» Texte source
>>>

Le 18 septembre a déjoué beaucoup de pronostics et a été un grand succès. Contrairement à ce que nous aurions pu imaginer il a été davantage suivi que le 10, malgré le peu d’entrain des directions syndicales. Il a rassemblé jusqu’à un million de manifestants et paralysé des secteurs clés comme les transports parisiens, à un niveau qu’on n’avait plus vu depuis 2019. Cette réussite est surtout celle des bases qui ont poussé à l’action. C’est déjà une leçon.

Le mouvement qui a débuté le 10 septembre n’a rien d’anecdotique. Il n’est ni une réplique des Gilets Jaunes ni un simple copier-coller de 2023. Il conjugue la massivité du mouvement de 2023 mais avec des formes d’action plus radicales : blocages, appel à des grèves régulières et reconductibles plutôt que des simples « journées saute-mouton ». Des leçons ont, semble-t-il, été tirées par la population, à contrario de l’intersyndicale qui reprend sa “stratégie” de la supplication auprès des macronistes et tente de dévitaliser le mouvement en ne faisant que “menacer” de nouvelles grèves. 

Face à cela, le pouvoir macroniste ne répond que par la fuite en avant. La nomination de Lecornu à Matignon traduit l’incapacité de Macron à comprendre ce qu’il se passe. Comme si la crise politique, profondément structurelle, se réglait à coups de chaises musicales. Comme si les Français rejetaient Bayrou pour sa personnalité (certes très pénible) et ses casseroles personnelles, et non pour les politiques qu’il incarnait et poursuivait. La macronie, privée de base sociale, n’a aujourd’hui plus que deux ressources : l’appareil répressif et les combines institutionnelles.

<<<

» Travail à faire
**1.** Reproduisez sans rien changer le passage du texte sur le mouvement de septembre qui commence à « Le mouvement qui » et se termine à « de nouvelles grèves. ».
**2.** Dans le texte sur le mouvement de septembre, résumez sous forme de liste le paragraphe qui débute par « Face à cela, le pouvoir macroniste » en gardant ses faits principaux.
**3.** Répondez brièvement à partir du texte sur le mouvement de septembre :
(a) Combien de manifestants le 18 septembre a-t-il rassemblés au maximum ?
(b) À quelle date le mouvement a-t-il débuté ?
(c) Qui a été nommé à Matignon ?

» Données
>>>

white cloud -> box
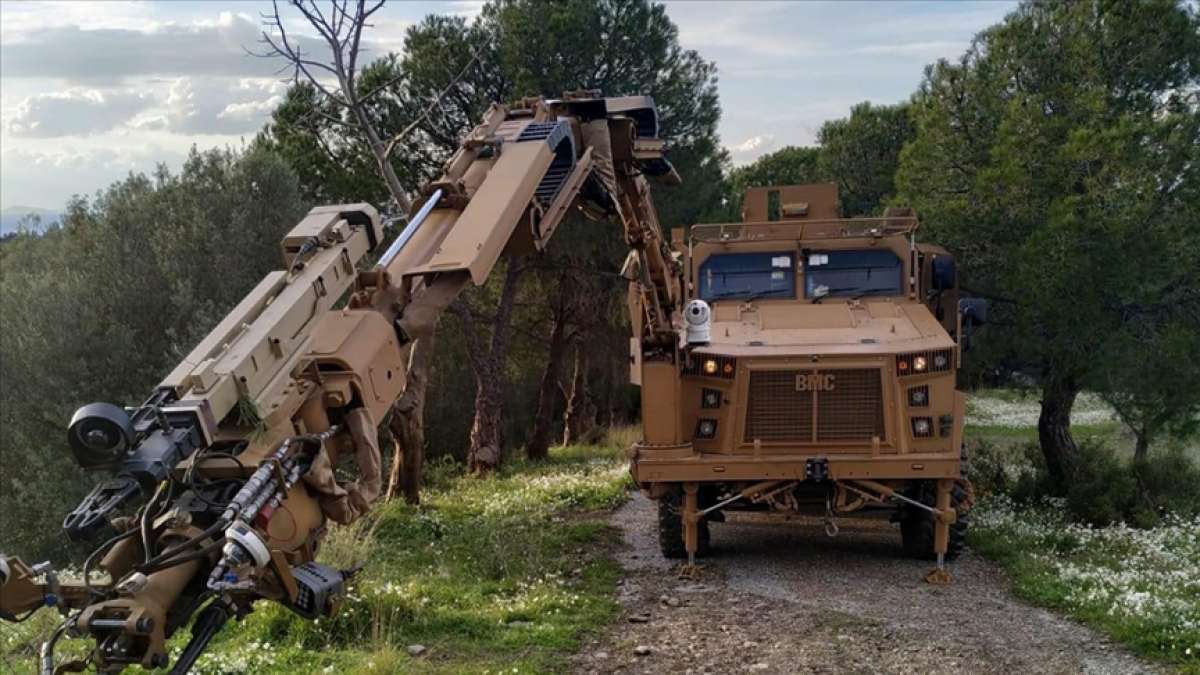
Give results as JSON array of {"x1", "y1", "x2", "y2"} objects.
[
  {"x1": 852, "y1": 40, "x2": 970, "y2": 58},
  {"x1": 7, "y1": 88, "x2": 154, "y2": 138},
  {"x1": 4, "y1": 10, "x2": 388, "y2": 83},
  {"x1": 730, "y1": 133, "x2": 775, "y2": 153},
  {"x1": 164, "y1": 77, "x2": 283, "y2": 135},
  {"x1": 217, "y1": 95, "x2": 283, "y2": 124}
]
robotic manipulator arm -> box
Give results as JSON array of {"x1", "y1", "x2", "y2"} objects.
[{"x1": 0, "y1": 92, "x2": 682, "y2": 674}]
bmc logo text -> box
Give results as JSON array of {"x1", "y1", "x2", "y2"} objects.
[{"x1": 796, "y1": 372, "x2": 833, "y2": 392}]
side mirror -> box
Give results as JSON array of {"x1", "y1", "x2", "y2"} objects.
[
  {"x1": 959, "y1": 298, "x2": 988, "y2": 352},
  {"x1": 930, "y1": 256, "x2": 956, "y2": 291},
  {"x1": 959, "y1": 298, "x2": 988, "y2": 325}
]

<<<

» Réponses ci-dessous
**1.**
Le mouvement qui a débuté le 10 septembre n’a rien d’anecdotique. Il n’est ni une réplique des Gilets Jaunes ni un simple copier-coller de 2023. Il conjugue la massivité du mouvement de 2023 mais avec des formes d’action plus radicales : blocages, appel à des grèves régulières et reconductibles plutôt que des simples « journées saute-mouton ». Des leçons ont, semble-t-il, été tirées par la population, à contrario de l’intersyndicale qui reprend sa “stratégie” de la supplication auprès des macronistes et tente de dévitaliser le mouvement en ne faisant que “menacer” de nouvelles grèves.

**2.**
- Le pouvoir macroniste ne répond que par la fuite en avant.
- La nomination de Lecornu à Matignon traduit l'incapacité de Macron à comprendre ce qu'il se passe.
- La crise politique est profondément structurelle et ne se règle pas à coups de chaises musicales.
- Les Français rejetaient Bayrou pour les politiques qu'il incarnait et poursuivait, non pour sa personnalité ou ses casseroles personnelles.
- Privée de base sociale, la macronie n'a plus que deux ressources : l'appareil répressif et les combines institutionnelles.

**3.**
(a) Jusqu'à un million.
(b) Le 10 septembre.
(c) Lecornu.